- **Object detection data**
[START]

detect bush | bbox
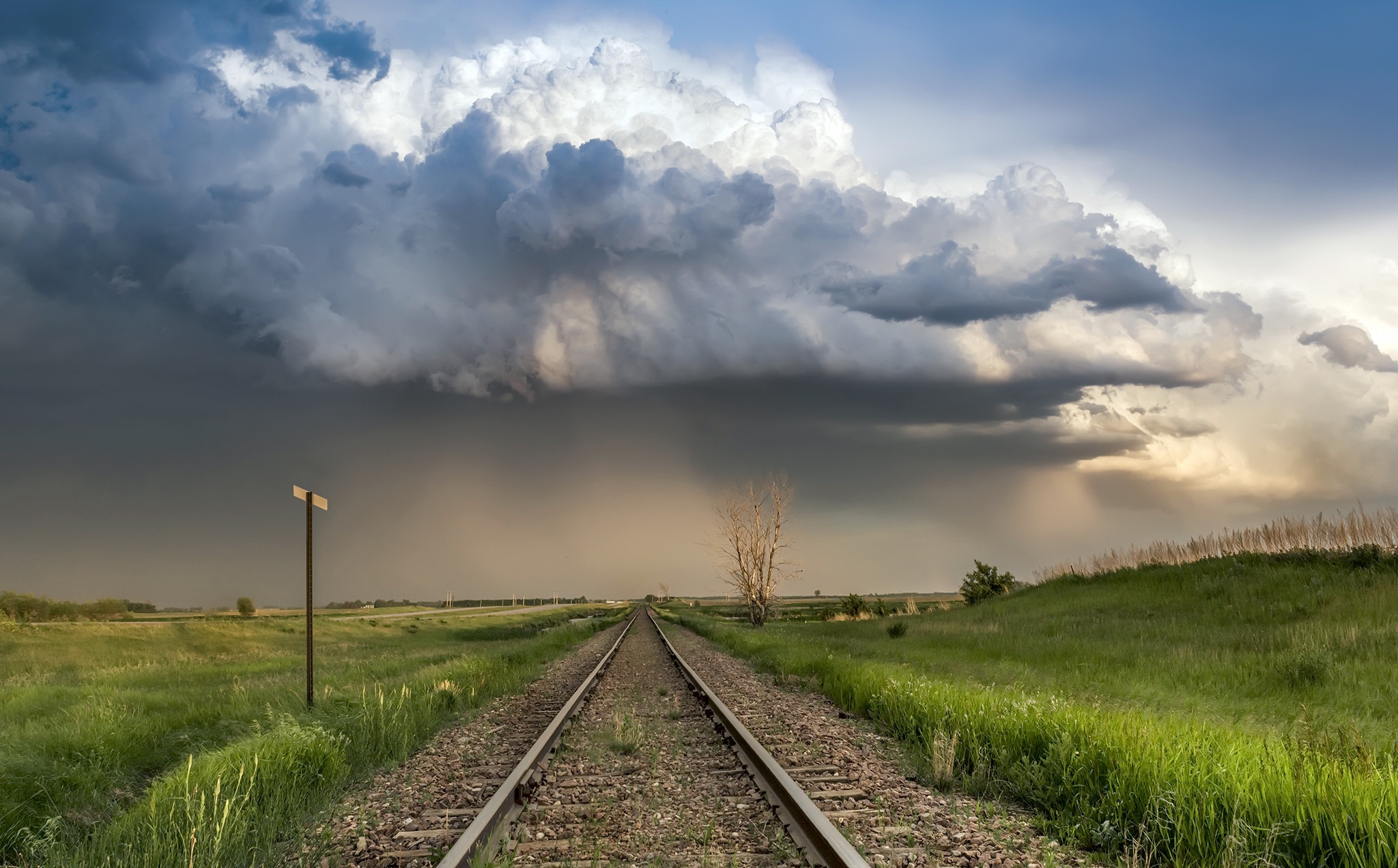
[1276,648,1335,688]
[962,560,1019,605]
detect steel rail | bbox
[438,608,640,868]
[646,607,868,868]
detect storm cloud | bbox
[0,3,1330,597]
[1299,326,1398,373]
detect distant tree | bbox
[962,560,1019,605]
[710,474,799,626]
[840,594,870,618]
[79,597,126,620]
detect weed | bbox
[603,710,644,756]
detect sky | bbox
[0,0,1398,605]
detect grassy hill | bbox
[799,553,1398,752]
[659,548,1398,868]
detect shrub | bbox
[840,594,870,618]
[962,560,1019,605]
[1276,648,1334,688]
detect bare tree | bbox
[710,474,799,626]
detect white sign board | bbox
[291,485,330,512]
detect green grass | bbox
[0,607,623,865]
[659,555,1398,867]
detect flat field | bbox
[671,552,1398,868]
[0,605,623,864]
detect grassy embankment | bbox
[0,605,623,865]
[662,551,1398,868]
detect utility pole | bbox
[291,485,330,708]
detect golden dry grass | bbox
[1035,508,1398,581]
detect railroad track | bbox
[427,608,867,868]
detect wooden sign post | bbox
[291,485,330,708]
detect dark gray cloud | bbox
[814,242,1195,326]
[0,0,388,83]
[1299,326,1398,373]
[0,22,1280,603]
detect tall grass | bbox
[659,581,1398,868]
[1035,508,1398,580]
[0,615,620,868]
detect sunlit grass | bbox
[0,607,623,865]
[662,555,1398,867]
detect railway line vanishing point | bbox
[320,608,1075,868]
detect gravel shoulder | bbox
[313,624,634,868]
[512,616,801,867]
[661,622,1087,868]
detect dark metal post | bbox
[306,491,316,708]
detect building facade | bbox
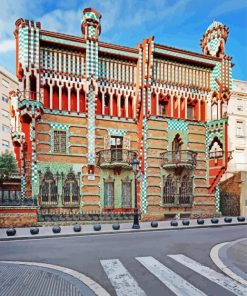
[0,66,18,154]
[11,8,231,220]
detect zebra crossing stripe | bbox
[168,254,247,296]
[100,259,146,296]
[136,257,207,296]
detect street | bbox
[0,225,247,296]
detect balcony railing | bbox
[161,150,197,168]
[97,148,135,169]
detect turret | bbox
[200,21,229,58]
[81,8,101,40]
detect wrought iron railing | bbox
[97,148,136,167]
[161,150,197,166]
[163,194,193,207]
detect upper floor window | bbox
[187,105,194,120]
[2,140,9,148]
[236,121,244,138]
[2,124,10,133]
[54,131,66,153]
[2,96,8,103]
[2,79,9,88]
[2,109,9,118]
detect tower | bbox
[200,21,229,58]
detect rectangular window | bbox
[2,96,8,103]
[54,131,66,153]
[122,181,131,208]
[187,105,194,120]
[2,140,9,148]
[2,79,9,88]
[2,109,9,118]
[104,182,114,209]
[2,124,10,133]
[236,121,244,138]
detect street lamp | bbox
[131,155,140,229]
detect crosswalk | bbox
[100,254,247,296]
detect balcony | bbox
[161,150,197,169]
[97,148,135,170]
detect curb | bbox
[210,238,247,286]
[0,261,111,296]
[0,222,247,242]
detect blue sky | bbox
[0,0,247,80]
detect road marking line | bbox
[0,261,111,296]
[100,259,146,296]
[210,238,247,286]
[136,257,207,296]
[168,254,247,296]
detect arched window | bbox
[70,87,77,112]
[29,74,37,100]
[172,134,183,161]
[62,86,68,111]
[96,91,102,114]
[179,175,193,204]
[211,102,218,120]
[151,92,157,115]
[44,83,50,108]
[79,88,86,113]
[40,168,58,204]
[63,170,80,204]
[53,85,59,110]
[120,95,125,117]
[105,93,110,115]
[112,94,118,116]
[209,137,223,158]
[128,96,133,118]
[163,175,176,204]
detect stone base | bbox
[0,206,38,228]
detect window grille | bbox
[54,131,66,153]
[104,182,114,208]
[122,181,131,208]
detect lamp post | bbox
[131,155,140,229]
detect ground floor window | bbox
[104,181,114,208]
[163,174,193,205]
[122,180,131,208]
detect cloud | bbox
[209,0,247,17]
[0,39,15,53]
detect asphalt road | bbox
[0,225,247,296]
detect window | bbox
[63,170,79,204]
[2,109,9,118]
[104,181,114,209]
[2,140,9,148]
[54,131,66,153]
[122,179,131,208]
[111,136,123,161]
[2,96,8,103]
[2,124,10,133]
[40,169,58,204]
[2,79,9,88]
[163,174,193,206]
[236,121,244,138]
[187,105,194,120]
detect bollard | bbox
[73,224,81,232]
[30,227,39,235]
[52,226,61,233]
[151,221,158,228]
[112,223,120,230]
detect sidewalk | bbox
[210,238,247,285]
[0,217,247,241]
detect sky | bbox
[0,0,247,80]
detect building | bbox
[11,8,231,220]
[0,66,18,154]
[221,79,247,215]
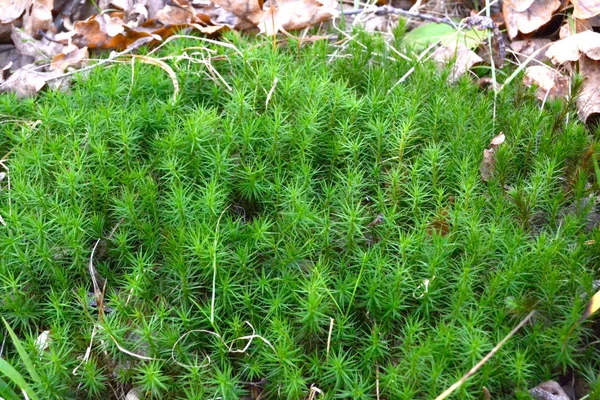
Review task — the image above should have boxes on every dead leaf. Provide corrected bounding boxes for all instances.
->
[23,0,54,38]
[50,47,89,71]
[510,39,552,63]
[558,17,594,39]
[0,64,64,97]
[156,4,194,25]
[433,44,483,82]
[577,54,600,123]
[546,31,600,64]
[10,28,64,61]
[502,0,560,39]
[214,0,265,26]
[35,331,52,353]
[258,0,339,36]
[0,0,33,24]
[523,65,569,101]
[571,0,600,19]
[529,381,570,400]
[479,132,506,182]
[546,31,600,123]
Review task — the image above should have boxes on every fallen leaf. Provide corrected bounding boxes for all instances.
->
[35,331,52,353]
[479,132,506,182]
[0,64,68,97]
[23,0,54,38]
[502,0,560,39]
[156,4,194,25]
[510,39,552,63]
[571,0,600,19]
[0,0,33,24]
[258,0,339,36]
[402,22,486,50]
[214,0,265,26]
[546,31,600,64]
[529,381,570,400]
[546,31,600,123]
[433,45,483,83]
[50,47,89,71]
[523,65,569,101]
[558,16,594,39]
[10,28,64,61]
[577,56,600,123]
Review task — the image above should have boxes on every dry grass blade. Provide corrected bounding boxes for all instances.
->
[435,310,535,400]
[132,54,179,102]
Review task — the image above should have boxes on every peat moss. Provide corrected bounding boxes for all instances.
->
[0,29,600,399]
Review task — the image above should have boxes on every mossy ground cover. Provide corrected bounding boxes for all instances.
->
[0,29,600,399]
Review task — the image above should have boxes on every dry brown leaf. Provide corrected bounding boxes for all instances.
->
[546,31,600,122]
[156,4,194,25]
[546,31,600,64]
[214,0,265,26]
[73,17,162,50]
[23,0,54,37]
[529,381,570,400]
[0,64,68,97]
[502,0,560,39]
[10,28,64,61]
[571,0,600,19]
[258,0,339,36]
[50,46,89,71]
[577,54,600,123]
[510,39,551,63]
[523,65,569,101]
[479,132,506,182]
[433,44,483,82]
[0,0,33,24]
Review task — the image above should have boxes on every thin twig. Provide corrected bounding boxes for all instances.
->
[265,77,279,108]
[326,318,333,357]
[342,5,456,26]
[210,206,230,326]
[46,36,156,82]
[435,310,535,400]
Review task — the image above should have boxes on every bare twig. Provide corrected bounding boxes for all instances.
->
[435,310,535,400]
[265,77,279,108]
[47,36,156,82]
[210,206,230,326]
[342,5,456,27]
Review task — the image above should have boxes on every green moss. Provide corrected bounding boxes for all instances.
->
[0,29,598,399]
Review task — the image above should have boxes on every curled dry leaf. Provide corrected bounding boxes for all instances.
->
[433,44,483,82]
[214,0,264,29]
[502,0,560,39]
[479,132,506,182]
[523,65,569,101]
[0,0,33,24]
[577,57,600,123]
[558,17,594,39]
[35,331,52,353]
[546,31,600,64]
[571,0,600,19]
[10,28,64,61]
[258,0,339,36]
[546,31,600,122]
[529,381,570,400]
[0,64,64,97]
[50,46,89,71]
[510,39,552,63]
[23,0,54,37]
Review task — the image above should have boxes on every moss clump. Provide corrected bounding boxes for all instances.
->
[0,34,598,399]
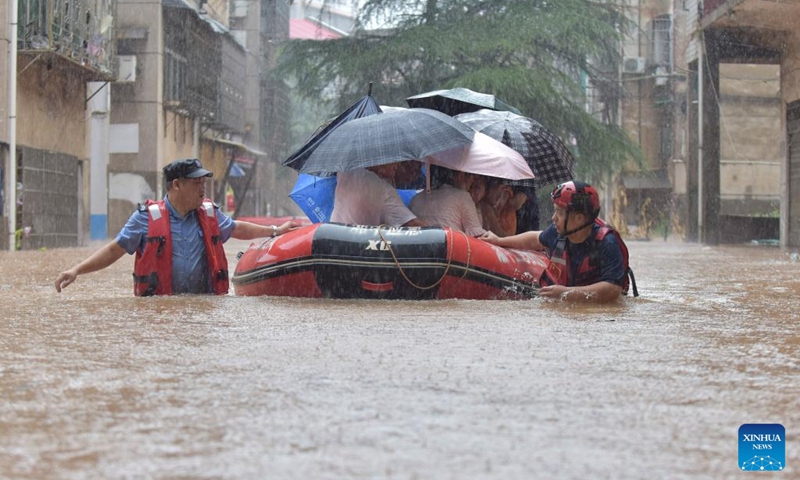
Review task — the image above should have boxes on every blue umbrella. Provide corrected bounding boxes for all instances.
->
[283,93,382,171]
[289,173,417,223]
[228,162,247,178]
[289,173,336,223]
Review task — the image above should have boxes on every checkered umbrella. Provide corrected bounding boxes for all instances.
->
[300,108,475,175]
[406,87,520,115]
[455,109,574,187]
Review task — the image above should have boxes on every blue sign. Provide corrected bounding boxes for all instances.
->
[739,423,786,472]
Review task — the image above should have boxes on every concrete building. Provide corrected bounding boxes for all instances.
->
[620,0,800,246]
[0,0,289,248]
[687,0,800,248]
[0,0,116,248]
[108,0,289,235]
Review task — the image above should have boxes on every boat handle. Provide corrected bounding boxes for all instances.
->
[361,280,394,292]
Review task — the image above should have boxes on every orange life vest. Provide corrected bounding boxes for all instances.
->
[540,218,639,297]
[133,198,228,297]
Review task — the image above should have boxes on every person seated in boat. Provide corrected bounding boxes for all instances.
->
[55,158,300,296]
[497,190,528,237]
[480,181,637,303]
[478,179,516,237]
[514,186,539,233]
[409,165,485,237]
[391,160,425,190]
[331,162,425,227]
[469,175,488,227]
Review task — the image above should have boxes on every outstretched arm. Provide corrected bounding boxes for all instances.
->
[478,231,544,250]
[56,240,125,292]
[236,220,300,240]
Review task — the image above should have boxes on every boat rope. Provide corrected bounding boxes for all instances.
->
[378,225,472,290]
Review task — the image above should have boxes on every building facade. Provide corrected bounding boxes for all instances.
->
[0,0,289,248]
[619,0,800,247]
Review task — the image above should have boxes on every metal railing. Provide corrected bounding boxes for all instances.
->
[18,0,117,73]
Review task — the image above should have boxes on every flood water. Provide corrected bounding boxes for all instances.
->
[0,241,800,479]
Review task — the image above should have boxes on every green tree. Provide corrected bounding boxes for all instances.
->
[278,0,641,181]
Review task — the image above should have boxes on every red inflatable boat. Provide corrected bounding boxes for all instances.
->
[231,223,548,300]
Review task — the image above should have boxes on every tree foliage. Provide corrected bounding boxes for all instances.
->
[278,0,641,180]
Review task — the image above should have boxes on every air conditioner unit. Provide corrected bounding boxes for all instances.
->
[622,57,645,73]
[117,55,136,83]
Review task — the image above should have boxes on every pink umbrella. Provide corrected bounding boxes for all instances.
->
[423,132,533,180]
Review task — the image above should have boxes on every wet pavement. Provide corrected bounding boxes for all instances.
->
[0,241,800,479]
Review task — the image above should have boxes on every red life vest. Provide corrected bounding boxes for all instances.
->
[539,218,639,297]
[133,198,228,297]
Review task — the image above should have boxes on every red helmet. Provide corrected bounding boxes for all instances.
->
[550,181,600,217]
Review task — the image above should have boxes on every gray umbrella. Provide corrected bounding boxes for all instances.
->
[455,109,574,187]
[300,108,475,175]
[406,87,521,115]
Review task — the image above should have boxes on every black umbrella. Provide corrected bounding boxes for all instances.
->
[283,95,381,170]
[300,108,475,174]
[406,87,521,115]
[455,109,574,187]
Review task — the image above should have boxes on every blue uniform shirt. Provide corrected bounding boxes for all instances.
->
[116,197,236,294]
[539,223,626,286]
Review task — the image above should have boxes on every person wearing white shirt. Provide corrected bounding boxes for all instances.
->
[331,163,425,227]
[409,167,486,237]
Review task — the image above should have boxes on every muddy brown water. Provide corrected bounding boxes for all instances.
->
[0,238,800,479]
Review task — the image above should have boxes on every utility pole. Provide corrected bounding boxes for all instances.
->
[6,0,19,252]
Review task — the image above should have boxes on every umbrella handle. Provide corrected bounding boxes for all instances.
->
[425,157,431,193]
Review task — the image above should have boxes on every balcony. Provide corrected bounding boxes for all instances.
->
[17,0,117,81]
[164,3,246,133]
[701,0,800,31]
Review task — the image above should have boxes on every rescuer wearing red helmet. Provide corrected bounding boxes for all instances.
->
[480,181,638,303]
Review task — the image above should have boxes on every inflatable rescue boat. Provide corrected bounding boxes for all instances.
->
[231,223,549,300]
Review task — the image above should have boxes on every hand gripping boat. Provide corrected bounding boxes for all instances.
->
[231,223,549,300]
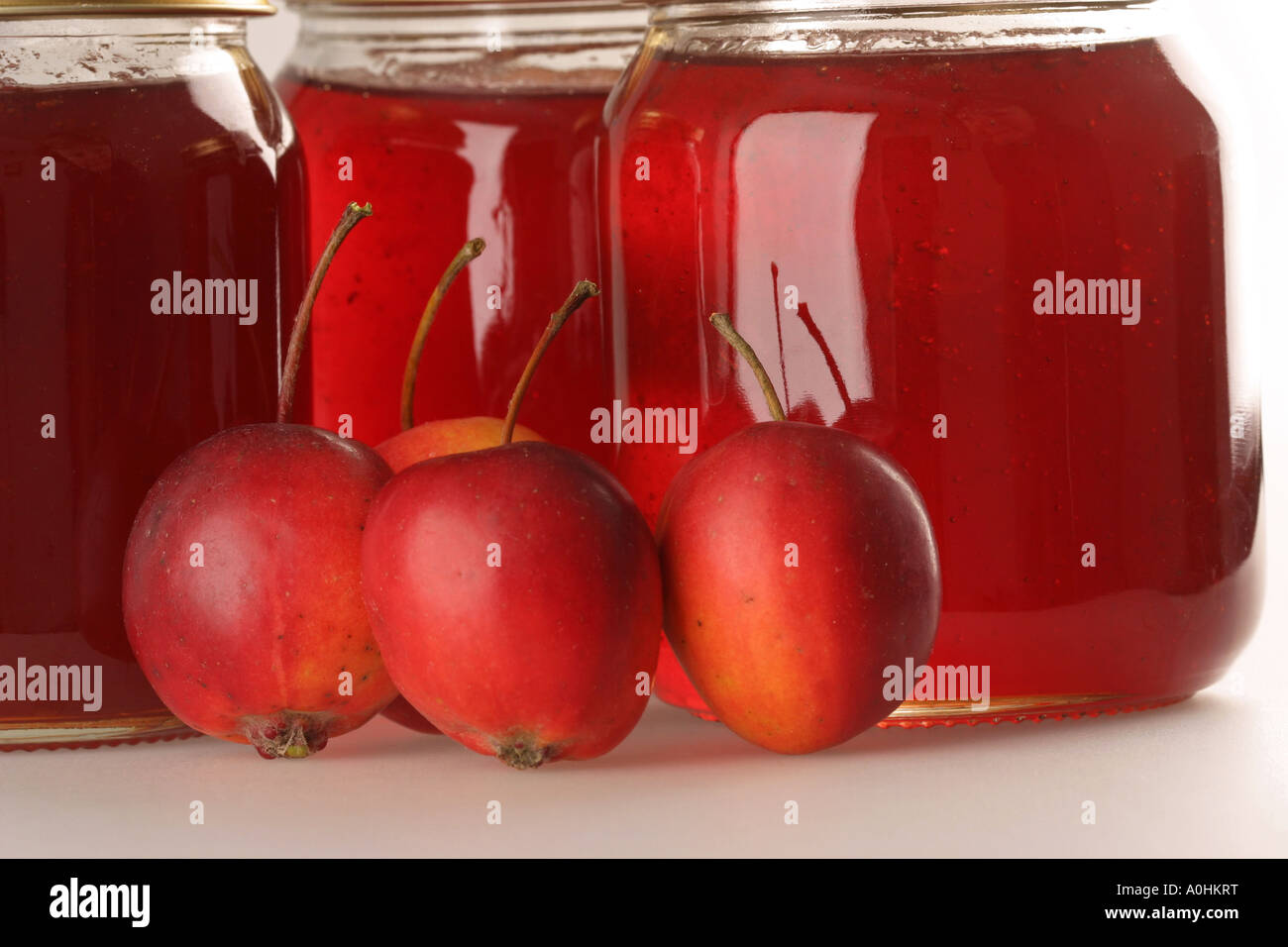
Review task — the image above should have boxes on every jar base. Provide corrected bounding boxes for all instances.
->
[0,711,201,751]
[877,693,1194,729]
[660,691,1194,729]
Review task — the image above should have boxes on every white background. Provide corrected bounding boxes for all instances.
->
[0,0,1288,856]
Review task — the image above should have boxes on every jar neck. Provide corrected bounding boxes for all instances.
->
[0,16,253,86]
[287,0,647,93]
[648,0,1171,55]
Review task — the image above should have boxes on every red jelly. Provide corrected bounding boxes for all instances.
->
[278,0,643,460]
[0,4,305,749]
[277,0,644,732]
[601,0,1263,721]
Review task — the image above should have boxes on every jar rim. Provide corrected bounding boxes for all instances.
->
[0,0,277,21]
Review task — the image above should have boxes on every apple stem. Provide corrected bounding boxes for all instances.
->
[402,237,486,430]
[277,202,371,424]
[711,312,787,421]
[501,279,599,445]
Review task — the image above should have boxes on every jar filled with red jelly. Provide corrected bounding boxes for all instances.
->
[601,0,1263,724]
[0,0,306,749]
[277,0,645,462]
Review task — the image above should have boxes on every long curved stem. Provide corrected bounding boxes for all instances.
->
[501,279,599,445]
[277,202,371,424]
[711,312,787,421]
[402,237,486,430]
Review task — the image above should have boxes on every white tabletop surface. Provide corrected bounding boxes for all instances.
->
[0,623,1288,857]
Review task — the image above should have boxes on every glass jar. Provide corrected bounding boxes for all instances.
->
[0,0,306,749]
[277,0,644,732]
[277,0,644,460]
[601,0,1263,725]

[END]

- **EXERCISE OBJECTIVE**
Could you set down, unchanged, the part of the records that begins with the line containing "detect window | bbox" and ends with the line containing "[221,79,247,215]", including both of those lines?

- **WRITTEN ANSWER**
detect window | bbox
[63,170,79,204]
[2,109,9,118]
[104,181,114,209]
[2,140,9,148]
[54,131,66,153]
[122,179,131,208]
[111,136,123,161]
[2,96,8,103]
[2,124,10,133]
[40,169,58,204]
[2,79,9,88]
[163,174,193,206]
[236,121,244,138]
[187,105,194,120]
detect bollard | bbox
[73,224,81,232]
[30,227,39,235]
[52,226,61,233]
[151,221,158,228]
[112,223,120,230]
detect sidewalk | bbox
[210,238,247,285]
[0,217,247,241]
detect sky | bbox
[0,0,247,80]
detect building | bbox
[11,8,231,220]
[0,66,18,154]
[221,79,247,215]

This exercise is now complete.